- **EXERCISE**:
From the material beneath, pull every line with the word "blue".
[Start of Attachment]
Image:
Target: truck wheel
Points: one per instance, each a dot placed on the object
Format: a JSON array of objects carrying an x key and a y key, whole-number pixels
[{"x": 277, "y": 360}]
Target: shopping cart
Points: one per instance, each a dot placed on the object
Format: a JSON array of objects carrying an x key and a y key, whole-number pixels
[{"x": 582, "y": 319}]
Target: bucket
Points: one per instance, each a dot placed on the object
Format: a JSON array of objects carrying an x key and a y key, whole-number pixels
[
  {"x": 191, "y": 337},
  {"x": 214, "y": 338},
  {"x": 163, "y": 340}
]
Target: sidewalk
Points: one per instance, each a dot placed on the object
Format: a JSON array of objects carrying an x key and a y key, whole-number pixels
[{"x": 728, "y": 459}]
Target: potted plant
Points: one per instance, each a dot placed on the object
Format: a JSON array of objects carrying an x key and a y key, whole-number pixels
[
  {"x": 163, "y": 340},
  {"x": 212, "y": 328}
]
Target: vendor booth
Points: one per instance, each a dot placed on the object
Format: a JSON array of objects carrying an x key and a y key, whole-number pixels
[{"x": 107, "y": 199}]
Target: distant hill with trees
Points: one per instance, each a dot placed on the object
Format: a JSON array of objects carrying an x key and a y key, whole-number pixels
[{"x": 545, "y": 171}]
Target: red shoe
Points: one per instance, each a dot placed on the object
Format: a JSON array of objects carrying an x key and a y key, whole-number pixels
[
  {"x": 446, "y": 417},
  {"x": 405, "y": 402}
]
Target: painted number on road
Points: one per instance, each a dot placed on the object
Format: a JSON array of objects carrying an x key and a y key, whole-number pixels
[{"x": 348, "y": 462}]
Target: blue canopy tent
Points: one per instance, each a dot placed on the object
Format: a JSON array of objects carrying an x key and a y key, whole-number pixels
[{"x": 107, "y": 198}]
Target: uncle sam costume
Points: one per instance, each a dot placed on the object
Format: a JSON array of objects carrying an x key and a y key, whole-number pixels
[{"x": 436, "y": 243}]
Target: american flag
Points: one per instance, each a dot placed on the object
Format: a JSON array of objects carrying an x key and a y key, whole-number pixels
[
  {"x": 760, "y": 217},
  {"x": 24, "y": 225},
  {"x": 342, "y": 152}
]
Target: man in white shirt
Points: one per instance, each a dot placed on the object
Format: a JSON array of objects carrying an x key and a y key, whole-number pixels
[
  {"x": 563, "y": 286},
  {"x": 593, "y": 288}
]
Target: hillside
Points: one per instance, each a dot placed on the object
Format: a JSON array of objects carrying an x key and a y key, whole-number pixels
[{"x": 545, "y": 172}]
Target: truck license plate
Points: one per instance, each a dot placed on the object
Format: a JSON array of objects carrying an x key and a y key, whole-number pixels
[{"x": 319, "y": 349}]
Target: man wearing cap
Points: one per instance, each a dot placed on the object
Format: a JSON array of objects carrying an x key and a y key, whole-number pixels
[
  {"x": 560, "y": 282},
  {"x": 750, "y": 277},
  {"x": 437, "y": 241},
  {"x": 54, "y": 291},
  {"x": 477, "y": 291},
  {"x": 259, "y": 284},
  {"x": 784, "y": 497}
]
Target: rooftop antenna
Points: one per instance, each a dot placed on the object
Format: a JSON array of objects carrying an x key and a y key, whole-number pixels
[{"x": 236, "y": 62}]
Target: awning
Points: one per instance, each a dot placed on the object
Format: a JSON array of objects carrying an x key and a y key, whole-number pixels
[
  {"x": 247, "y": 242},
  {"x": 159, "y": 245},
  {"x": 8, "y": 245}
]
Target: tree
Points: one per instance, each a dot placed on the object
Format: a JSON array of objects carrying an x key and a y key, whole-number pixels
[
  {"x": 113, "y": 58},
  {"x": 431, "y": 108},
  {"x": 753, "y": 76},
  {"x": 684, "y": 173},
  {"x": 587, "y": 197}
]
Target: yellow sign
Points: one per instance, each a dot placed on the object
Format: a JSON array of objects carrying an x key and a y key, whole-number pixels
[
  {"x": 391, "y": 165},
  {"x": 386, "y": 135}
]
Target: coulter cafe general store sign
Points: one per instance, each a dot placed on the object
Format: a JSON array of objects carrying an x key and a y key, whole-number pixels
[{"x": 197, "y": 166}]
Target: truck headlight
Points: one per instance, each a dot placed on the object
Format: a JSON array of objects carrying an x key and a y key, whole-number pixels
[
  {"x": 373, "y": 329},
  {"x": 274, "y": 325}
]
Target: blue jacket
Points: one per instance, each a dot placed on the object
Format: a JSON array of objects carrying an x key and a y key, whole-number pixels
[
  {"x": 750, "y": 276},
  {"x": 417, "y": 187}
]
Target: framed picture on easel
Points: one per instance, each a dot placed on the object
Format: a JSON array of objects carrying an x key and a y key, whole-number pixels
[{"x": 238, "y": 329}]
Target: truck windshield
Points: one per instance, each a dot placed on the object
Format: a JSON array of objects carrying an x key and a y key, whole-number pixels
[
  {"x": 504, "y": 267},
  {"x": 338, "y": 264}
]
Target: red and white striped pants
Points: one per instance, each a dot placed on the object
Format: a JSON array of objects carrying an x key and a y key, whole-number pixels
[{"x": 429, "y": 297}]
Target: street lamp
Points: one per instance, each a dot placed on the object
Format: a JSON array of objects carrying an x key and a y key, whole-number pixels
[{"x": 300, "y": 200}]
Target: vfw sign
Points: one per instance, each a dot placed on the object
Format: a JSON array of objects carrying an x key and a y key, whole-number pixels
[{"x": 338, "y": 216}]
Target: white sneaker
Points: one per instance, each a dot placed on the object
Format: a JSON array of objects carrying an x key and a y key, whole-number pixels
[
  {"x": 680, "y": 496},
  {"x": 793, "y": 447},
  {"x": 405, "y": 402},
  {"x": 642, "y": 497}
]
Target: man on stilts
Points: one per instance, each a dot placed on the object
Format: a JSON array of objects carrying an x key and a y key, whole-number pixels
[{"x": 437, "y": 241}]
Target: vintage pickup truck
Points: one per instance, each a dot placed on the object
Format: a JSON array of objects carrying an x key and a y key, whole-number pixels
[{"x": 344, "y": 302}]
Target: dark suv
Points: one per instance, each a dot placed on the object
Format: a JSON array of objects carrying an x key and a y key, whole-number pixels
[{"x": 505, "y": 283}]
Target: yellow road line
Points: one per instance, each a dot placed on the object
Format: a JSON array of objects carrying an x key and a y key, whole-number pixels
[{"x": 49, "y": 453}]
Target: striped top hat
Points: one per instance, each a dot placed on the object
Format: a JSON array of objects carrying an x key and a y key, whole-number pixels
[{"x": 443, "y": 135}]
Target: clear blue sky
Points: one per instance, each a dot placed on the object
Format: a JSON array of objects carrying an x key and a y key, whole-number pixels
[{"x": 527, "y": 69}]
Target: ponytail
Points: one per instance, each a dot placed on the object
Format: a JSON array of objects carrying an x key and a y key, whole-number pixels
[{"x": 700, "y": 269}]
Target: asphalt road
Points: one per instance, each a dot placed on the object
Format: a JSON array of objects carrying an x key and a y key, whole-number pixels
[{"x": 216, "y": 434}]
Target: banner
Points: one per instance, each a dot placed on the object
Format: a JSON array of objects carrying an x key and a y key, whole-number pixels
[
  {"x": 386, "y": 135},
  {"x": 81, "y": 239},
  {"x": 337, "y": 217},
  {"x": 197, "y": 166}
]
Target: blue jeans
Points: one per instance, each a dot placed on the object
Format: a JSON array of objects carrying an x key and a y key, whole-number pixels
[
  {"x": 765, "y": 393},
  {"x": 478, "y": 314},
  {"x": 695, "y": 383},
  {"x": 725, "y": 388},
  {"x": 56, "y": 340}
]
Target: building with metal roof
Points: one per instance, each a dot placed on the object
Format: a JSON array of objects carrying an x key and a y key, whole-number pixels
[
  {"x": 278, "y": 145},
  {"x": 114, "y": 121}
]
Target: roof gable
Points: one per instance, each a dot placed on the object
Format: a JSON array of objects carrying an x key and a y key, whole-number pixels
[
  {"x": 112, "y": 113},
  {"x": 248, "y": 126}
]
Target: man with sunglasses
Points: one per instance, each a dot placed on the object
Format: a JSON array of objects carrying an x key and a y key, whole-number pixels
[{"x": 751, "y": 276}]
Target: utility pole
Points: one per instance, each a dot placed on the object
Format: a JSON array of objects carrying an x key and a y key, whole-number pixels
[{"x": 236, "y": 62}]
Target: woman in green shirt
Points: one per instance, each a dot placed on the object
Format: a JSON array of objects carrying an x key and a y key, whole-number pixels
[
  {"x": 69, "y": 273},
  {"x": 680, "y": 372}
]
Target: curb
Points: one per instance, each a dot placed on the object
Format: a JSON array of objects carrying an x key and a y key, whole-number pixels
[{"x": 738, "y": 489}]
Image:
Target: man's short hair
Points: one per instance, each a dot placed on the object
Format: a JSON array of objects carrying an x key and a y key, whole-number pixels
[End of Attachment]
- **RESPONSE AREA**:
Target: blue canopy tent
Target: blue jacket
Target: clear blue sky
Target: blue jeans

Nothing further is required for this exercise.